WRITTEN EXERCISE 1: From the excerpt on probation problems in Wake County, list the kinds of offenders the Wake office is said to watch.

SELECTED EXCERPT:
— START —
But documents and interviews show that Guy had known, at least since 2004, about shoddy work in Wake County that could threaten public safety. Officers were leaving in droves and weren't being quickly replaced, so that hundreds of convicted criminals lacked significant supervision.

Beginning in 2001, files at the Division of Community Corrections show a series of warning signs from the Wake office, which watches more than 7,500 offenders, including drunken drivers, sex offenders, wife-beaters and thieves.

Top-level management teams parachuted into the Wake office in 2004 and 2006 to untangle the problems. High vacancy rates meant overburdened probation officers juggled large numbers of offenders, who often got little supervision. Probation officers spent too much time in the office and not enough checking on offenders in their homes or workplaces.

Each time, the office imposed a crisis plan to sort out the mess. One plan encouraged managers to serve punch and snacks to boost recruitment.

A 2006 internal audit revealed the Wake office was failing basic tasks such as filling out time sheets, making work schedules and tracking state-owned cars and office supplies. Subsequent audits found that many problems went unsolved.

The problems in Wake's office, now with a staff of 153, went unnoticed by the public until Atwater was charged with Carson's murder. Laurence Lovette, who is also charged in the Carson case and in the killing of Duke graduate student Abhijit Mahato, was supervised in Durham County.

Guy went before the cameras at his news conference to release a report about the probation cases of Lovette and Atwater. It said that Atwater's probation officer had failed to contact him for more than a year, while Lovette never met his probation officer.

Guy told gathered media that he had questions about why things went wrong.
— END —
GIVEN INFORMATION:
— START —
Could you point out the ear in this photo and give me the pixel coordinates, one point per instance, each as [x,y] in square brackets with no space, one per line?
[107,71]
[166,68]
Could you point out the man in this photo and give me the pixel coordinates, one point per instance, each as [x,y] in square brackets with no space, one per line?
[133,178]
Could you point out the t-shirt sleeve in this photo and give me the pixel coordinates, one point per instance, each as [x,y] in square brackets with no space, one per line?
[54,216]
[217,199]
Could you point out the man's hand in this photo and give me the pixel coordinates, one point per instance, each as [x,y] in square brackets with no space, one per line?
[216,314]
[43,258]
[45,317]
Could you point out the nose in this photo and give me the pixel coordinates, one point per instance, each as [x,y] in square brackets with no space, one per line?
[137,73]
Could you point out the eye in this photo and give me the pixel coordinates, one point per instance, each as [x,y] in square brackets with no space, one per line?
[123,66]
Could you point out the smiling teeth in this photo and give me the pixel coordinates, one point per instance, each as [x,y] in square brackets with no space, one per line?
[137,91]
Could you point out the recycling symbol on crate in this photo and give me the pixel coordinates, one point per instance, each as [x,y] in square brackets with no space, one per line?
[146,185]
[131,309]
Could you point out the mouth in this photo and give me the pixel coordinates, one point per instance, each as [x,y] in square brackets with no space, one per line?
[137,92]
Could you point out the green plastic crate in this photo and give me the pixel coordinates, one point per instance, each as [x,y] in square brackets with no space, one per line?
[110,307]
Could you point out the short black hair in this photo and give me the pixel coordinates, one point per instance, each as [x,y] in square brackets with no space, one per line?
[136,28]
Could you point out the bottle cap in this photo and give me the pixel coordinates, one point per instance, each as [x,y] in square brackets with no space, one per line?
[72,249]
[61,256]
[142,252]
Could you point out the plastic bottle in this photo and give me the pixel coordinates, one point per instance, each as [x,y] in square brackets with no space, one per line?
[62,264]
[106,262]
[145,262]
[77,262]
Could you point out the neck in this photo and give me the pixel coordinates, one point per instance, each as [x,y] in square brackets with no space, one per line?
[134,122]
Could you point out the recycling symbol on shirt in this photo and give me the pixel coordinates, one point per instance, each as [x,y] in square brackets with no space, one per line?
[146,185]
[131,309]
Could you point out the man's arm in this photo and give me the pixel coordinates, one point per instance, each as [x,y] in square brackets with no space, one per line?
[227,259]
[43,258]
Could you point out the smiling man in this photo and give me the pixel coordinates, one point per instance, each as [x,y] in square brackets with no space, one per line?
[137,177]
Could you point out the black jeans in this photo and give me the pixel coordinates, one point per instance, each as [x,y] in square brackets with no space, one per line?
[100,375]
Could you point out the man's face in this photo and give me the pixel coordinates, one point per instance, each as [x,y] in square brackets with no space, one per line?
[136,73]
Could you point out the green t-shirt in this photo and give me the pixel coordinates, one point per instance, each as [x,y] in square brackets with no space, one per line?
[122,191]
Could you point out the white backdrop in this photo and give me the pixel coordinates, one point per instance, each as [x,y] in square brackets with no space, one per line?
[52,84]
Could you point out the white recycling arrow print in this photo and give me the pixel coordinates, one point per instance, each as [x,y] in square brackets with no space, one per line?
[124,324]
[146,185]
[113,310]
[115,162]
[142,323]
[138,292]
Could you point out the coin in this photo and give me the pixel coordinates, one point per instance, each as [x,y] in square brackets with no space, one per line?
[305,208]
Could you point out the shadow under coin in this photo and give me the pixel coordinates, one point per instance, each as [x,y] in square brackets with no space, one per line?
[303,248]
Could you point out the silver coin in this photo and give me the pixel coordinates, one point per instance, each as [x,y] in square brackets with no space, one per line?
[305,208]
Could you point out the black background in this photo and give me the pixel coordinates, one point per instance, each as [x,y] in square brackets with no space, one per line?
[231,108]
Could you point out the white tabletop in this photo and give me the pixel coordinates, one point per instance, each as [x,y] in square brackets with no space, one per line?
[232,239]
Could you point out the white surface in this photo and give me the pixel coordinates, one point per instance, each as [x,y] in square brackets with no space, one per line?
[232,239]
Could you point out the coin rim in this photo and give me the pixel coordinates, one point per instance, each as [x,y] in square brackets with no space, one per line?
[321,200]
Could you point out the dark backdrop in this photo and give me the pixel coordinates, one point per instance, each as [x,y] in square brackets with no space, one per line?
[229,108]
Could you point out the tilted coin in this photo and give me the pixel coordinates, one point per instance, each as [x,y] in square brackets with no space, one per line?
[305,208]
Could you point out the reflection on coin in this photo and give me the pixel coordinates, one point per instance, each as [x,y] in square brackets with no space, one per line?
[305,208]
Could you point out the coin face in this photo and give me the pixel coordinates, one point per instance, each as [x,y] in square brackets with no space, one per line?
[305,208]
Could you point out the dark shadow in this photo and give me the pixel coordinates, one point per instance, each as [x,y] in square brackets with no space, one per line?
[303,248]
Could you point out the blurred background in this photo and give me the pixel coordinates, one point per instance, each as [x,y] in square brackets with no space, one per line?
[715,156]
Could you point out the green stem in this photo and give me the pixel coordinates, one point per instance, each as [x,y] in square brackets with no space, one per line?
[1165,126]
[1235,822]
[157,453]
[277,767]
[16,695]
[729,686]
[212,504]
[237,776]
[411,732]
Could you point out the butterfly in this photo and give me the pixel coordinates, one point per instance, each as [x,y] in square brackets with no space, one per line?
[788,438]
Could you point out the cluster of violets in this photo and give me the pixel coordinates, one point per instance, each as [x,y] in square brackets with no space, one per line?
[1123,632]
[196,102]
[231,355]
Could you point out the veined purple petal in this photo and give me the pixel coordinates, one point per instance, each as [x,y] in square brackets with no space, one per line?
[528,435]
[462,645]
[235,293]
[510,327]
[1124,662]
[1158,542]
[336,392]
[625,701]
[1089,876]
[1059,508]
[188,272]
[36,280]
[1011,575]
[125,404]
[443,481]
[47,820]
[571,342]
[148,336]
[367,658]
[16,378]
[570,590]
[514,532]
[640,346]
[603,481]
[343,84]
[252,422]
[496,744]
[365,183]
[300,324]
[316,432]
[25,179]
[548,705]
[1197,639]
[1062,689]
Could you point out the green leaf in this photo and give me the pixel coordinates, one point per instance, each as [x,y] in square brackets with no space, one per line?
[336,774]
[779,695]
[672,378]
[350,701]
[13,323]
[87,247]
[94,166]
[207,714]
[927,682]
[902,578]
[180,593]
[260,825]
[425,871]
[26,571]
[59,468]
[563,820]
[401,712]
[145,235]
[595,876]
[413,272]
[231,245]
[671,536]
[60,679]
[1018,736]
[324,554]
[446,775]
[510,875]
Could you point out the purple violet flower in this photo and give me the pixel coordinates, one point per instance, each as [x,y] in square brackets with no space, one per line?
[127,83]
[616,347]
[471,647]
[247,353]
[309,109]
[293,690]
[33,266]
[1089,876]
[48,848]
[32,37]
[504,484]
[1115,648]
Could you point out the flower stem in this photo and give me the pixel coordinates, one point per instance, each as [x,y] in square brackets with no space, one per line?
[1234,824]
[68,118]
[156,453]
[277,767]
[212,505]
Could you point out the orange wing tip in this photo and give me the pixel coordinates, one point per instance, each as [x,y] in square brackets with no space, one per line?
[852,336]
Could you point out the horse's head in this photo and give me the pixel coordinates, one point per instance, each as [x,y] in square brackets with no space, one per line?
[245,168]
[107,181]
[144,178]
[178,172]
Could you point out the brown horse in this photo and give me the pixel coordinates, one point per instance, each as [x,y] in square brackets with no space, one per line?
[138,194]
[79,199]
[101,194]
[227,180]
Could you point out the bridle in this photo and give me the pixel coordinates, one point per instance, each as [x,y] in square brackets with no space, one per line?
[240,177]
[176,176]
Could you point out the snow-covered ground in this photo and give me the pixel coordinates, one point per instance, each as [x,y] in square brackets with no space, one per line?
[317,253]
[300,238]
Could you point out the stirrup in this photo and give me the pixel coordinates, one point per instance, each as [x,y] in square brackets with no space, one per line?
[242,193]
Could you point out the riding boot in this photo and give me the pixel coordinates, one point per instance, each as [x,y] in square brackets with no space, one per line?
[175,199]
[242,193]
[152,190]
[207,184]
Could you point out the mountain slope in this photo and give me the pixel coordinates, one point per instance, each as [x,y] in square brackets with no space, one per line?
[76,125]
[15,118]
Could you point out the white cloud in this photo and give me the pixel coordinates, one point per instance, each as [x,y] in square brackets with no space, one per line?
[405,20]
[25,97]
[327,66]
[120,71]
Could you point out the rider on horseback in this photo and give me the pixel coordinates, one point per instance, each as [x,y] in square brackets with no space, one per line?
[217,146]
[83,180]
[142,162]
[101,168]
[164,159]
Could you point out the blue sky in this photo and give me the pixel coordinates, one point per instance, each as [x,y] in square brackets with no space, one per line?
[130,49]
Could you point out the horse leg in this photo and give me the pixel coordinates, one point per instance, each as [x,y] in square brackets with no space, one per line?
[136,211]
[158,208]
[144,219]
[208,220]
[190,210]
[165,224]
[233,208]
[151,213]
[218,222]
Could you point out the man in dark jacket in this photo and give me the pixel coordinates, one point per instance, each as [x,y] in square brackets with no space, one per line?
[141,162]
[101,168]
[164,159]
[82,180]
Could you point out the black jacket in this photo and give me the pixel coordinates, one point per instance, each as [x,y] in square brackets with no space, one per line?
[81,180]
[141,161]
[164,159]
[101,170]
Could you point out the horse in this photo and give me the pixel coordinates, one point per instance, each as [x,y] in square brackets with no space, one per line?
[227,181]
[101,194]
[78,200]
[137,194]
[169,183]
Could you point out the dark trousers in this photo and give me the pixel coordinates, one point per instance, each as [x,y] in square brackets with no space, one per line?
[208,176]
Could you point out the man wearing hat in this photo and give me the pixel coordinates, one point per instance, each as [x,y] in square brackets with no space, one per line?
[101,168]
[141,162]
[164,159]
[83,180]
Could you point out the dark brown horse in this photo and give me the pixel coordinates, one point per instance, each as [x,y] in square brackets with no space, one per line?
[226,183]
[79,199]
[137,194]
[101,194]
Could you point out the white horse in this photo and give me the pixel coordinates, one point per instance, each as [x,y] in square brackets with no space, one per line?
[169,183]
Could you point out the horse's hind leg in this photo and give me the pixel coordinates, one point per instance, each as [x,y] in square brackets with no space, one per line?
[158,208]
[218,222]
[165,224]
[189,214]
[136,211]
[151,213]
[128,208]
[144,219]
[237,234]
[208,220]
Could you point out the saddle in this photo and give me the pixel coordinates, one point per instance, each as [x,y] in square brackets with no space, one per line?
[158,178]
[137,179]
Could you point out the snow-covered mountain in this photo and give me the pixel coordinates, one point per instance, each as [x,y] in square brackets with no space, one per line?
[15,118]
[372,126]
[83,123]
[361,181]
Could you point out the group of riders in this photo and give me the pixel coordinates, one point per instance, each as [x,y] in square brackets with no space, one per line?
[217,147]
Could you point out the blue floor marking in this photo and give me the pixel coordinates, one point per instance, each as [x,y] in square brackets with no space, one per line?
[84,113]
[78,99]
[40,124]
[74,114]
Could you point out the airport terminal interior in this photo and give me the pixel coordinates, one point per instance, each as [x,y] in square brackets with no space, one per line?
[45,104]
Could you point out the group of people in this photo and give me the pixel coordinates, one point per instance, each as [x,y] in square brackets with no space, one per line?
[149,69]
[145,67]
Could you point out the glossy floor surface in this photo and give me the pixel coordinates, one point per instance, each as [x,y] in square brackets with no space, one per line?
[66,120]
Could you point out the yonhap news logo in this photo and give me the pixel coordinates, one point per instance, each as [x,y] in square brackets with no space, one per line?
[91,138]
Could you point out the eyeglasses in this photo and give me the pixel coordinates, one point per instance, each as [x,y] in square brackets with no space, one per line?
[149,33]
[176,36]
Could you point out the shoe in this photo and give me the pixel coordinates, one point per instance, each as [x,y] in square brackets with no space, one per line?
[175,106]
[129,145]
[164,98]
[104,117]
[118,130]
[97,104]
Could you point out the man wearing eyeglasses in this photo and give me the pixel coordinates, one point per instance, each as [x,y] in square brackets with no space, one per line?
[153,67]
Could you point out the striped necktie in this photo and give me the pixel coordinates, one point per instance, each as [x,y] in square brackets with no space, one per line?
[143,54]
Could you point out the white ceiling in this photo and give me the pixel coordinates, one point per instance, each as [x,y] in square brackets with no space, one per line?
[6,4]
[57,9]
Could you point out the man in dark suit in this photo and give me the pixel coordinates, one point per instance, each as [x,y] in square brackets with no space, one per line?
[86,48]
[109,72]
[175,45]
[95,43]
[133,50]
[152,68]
— END —
WRITTEN EXERCISE 2: Find every line in the entries that contains the word "group" and copy each one.

WRITTEN REPLY 1:
- drunken drivers
- sex offenders
- wife-beaters
- thieves

WRITTEN REPLY 2:
Could you point out the group of riders in this photo and give me the pixel coordinates, one point per instance, each as [x,y] in square brackets with no space, one per line?
Could you point out the group of people in this photo and give me the pixel coordinates, one point per instance, each as [x,y] in square brackets with no space, one per line?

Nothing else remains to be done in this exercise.